About this task – Once the data has been read, return all of it precisely as written.

══ Dataset extract

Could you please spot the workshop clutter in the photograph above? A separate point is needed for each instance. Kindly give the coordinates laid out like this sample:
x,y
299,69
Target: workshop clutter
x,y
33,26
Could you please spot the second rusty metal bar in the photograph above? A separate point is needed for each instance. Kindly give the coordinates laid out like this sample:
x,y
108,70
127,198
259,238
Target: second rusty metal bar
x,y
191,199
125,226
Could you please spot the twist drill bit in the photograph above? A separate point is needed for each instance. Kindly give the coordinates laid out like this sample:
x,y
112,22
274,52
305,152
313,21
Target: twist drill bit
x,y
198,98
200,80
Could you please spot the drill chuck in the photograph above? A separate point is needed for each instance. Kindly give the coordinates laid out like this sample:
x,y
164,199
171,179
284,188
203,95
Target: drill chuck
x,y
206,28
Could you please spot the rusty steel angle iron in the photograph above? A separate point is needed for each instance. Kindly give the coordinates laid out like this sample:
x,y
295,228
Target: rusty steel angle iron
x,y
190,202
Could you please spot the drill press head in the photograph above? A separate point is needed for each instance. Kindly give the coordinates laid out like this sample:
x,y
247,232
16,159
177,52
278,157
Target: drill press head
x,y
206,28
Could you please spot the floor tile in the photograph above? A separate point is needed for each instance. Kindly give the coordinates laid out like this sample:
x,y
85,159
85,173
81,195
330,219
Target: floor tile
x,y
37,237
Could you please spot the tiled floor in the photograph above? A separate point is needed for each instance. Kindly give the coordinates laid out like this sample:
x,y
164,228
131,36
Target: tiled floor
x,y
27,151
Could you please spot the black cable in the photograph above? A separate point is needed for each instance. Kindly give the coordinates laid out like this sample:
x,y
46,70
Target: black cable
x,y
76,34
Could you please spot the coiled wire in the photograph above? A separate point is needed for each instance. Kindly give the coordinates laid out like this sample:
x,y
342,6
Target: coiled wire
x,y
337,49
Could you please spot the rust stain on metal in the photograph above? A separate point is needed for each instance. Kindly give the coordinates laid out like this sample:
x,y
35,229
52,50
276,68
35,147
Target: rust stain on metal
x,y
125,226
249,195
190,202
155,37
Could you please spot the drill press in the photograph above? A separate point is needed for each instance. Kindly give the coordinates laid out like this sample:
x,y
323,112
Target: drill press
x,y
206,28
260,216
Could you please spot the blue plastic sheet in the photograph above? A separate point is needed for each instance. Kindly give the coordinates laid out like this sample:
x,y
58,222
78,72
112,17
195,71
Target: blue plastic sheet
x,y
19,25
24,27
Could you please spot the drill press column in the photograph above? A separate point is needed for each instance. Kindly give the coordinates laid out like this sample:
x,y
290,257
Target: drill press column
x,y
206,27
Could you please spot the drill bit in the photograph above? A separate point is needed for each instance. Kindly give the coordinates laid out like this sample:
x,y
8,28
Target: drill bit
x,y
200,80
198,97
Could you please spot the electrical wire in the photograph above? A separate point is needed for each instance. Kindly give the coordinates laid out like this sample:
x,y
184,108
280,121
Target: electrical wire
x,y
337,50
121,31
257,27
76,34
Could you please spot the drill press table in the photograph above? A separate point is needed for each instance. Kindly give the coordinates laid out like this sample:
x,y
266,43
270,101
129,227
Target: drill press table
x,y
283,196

════

Reply –
Could you please spot the workshop clutter in the photograph above? A separate point is needed for each instance. Kindly give the coordinates laid out like this sample:
x,y
299,69
Target: workshop clutter
x,y
33,26
Could you please spot the second rusty metal bar in the photograph above? A separate point is needed for each instance. Kindly give the coordinates laid out like this sample:
x,y
108,70
127,198
259,238
Target: second rusty metal bar
x,y
191,199
125,226
Could you please spot the twist drill bit in the photograph above? A separate point is needed for each instance. Kindly give the coordinates laid out like this sample:
x,y
112,22
274,52
305,152
313,21
Target: twist drill bit
x,y
198,98
200,80
Could you please spot the drill chuck in the photograph above? A separate point is needed for each instance. Kindly give the coordinates laid out like this sample:
x,y
164,199
171,179
284,188
203,95
Target: drill chuck
x,y
206,28
Could you please spot the rusty steel angle iron in the photograph above? A separate point is needed for each instance. Kindly give the coordinates laid out like this sample:
x,y
295,228
Target: rusty steel angle iron
x,y
190,202
Could you please spot the drill press head in the photograph above? A separate point is needed for each instance. Kindly give the coordinates laid out like this sample:
x,y
247,232
16,159
177,52
278,157
Target: drill press head
x,y
206,28
Could you please spot the floor tile in the photograph above? A separate point is needed for each instance. Kindly give the coordinates laid out like this sample:
x,y
85,159
85,173
81,195
330,219
Target: floor tile
x,y
37,237
Could you please spot the tiled floor in the photograph above? A separate point is needed for each instance. Kindly give the coordinates laid out like this sample:
x,y
164,228
131,36
Target: tiled floor
x,y
27,151
Could you please spot the black cable in the photograph above? A separate point is needed for each instance. Kindly give the coordinates laid out like this sample:
x,y
46,70
Target: black cable
x,y
76,34
Could you please spot the coiled wire in the photograph above? A separate point is needed for each instance. Kindly give the coordinates laid out like this sample:
x,y
342,6
Target: coiled wire
x,y
337,49
Could you please spot the rust stain on metal in the photograph above? A separate point is needed for each instance. Kindly give the coordinates laid out like this sample:
x,y
35,229
52,50
276,68
35,147
Target: rust stain on metal
x,y
125,226
249,195
190,202
155,37
Could you please spot the drill press in the photograph above? A separate point is needed for each instance. Kindly give the coordinates laid out like this sample:
x,y
323,112
Target: drill press
x,y
206,28
260,216
Could you please spot the blue plastic sheet in the photograph above? A separate point is needed for each instance. Kindly give the coordinates laid out like this sample:
x,y
58,222
78,72
112,17
195,71
Target: blue plastic sheet
x,y
19,25
24,27
Could you please spot the drill press column in the photograph above? A separate point is needed for each instance. Kindly give the coordinates laid out like this sample:
x,y
290,257
Target: drill press column
x,y
206,27
Could you please spot the drill bit in the photograph above? A separate point is needed for each instance. Kindly give the coordinates laid out like this sample:
x,y
8,28
Target: drill bit
x,y
200,80
198,97
Could you please spot the electrical wire in the photograph above? A separate point is needed for each instance. Kindly give the coordinates laid out like this sample:
x,y
184,108
280,121
Target: electrical wire
x,y
337,50
121,31
257,27
76,34
Could you please spot the drill press table in the photograph above? A separate point is needed for each instance. Kindly give the coordinates laid out like this sample:
x,y
266,43
270,101
129,227
Target: drill press table
x,y
283,196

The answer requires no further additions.